=== Required work ===
A. Quote the passage of the post about Korzybski word for word, starting with "Can I just add" and going on through "creates our 'reality'.".
B. Using the post about Korzybski, decide whether each statement agrees with it, answering yes or no and quoting the words that settle it: (i) Korzybski's name comes up in magick-related reading because of a real magickal connection. (ii) The writer has decided to become involved in the British educational system. (iii) The final chapter of The End of Education includes a section on Korzybski.

=== Study text ===

---------------

Can I just add to dAB's point here something that occured to me after his mention of Korzybski. Korzybski's name pops up time and again in any serious magick-related reading (RAW etc) not because of any actual magickal connection, but because of his theory of General Semantics, which basically holds that (and I am severely compressing complicated ideas into simple phrasing here, so be warned) the language we use to describe things governs the way we think about them, or, to put it more bluntly, our language creates our 'reality'.
Korzybski's mention here caught my eye, though, not because I've been reading about him in a magickal connection, but in terms of education - as some of y'all may know I have decided to get Quixotically involved in the world-class hames that is the British Educational System, which is one reason I quite like Runce's 'sixth form is for kids' line. As part of my officially unsanctioned wider reading, I was looking at Neal Postman's The End of Education, the final chapter of which looks at the way in which language shapes reality, and has a hefty section on Korzybski...

---------------

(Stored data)

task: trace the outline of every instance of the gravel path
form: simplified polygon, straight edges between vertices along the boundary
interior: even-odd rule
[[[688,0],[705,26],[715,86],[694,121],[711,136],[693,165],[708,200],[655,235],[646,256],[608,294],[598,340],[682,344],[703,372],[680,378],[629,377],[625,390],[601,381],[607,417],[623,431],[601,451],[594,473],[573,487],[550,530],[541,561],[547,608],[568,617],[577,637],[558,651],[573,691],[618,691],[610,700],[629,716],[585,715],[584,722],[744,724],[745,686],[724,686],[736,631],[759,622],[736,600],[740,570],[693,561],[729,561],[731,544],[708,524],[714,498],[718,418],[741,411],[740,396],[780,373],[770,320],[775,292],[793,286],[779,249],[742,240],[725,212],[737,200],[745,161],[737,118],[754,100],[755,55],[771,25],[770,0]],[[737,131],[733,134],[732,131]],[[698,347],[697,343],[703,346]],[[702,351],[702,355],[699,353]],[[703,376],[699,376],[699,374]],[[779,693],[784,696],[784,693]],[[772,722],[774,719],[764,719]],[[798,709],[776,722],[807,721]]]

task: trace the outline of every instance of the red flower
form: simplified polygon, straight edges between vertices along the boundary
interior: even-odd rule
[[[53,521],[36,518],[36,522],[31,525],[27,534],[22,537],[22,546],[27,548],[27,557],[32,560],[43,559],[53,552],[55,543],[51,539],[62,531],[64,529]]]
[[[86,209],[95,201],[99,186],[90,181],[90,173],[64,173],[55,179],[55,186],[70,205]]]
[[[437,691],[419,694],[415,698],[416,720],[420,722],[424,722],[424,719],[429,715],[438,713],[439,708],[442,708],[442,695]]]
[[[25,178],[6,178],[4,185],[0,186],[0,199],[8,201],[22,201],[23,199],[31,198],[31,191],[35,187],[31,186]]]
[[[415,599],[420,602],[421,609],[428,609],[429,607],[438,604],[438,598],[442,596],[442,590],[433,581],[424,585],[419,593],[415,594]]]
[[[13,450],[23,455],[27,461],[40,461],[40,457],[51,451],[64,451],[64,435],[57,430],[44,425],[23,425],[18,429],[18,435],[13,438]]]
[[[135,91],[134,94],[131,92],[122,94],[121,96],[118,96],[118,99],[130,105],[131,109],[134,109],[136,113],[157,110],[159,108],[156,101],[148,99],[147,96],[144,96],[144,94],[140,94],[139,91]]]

---------------

=== Answer section ===
A.
Can I just add to dAB's point here something that occured to me after his mention of Korzybski. Korzybski's name pops up time and again in any serious magick-related reading (RAW etc) not because of any actual magickal connection, but because of his theory of General Semantics, which basically holds that (and I am severely compressing complicated ideas into simple phrasing here, so be warned) the language we use to describe things governs the way we think about them, or, to put it more bluntly, our language creates our 'reality'.

B.
(i) No. The post says his name appears "not because of any actual magickal connection, but because of his theory of General Semantics."
(ii) Yes. The writer says, "I have decided to get Quixotically involved in the world-class hames that is the British Educational System."
(iii) Yes. The post describes the book's final chapter as one that "looks at the way in which language shapes reality, and has a hefty section on Korzybski."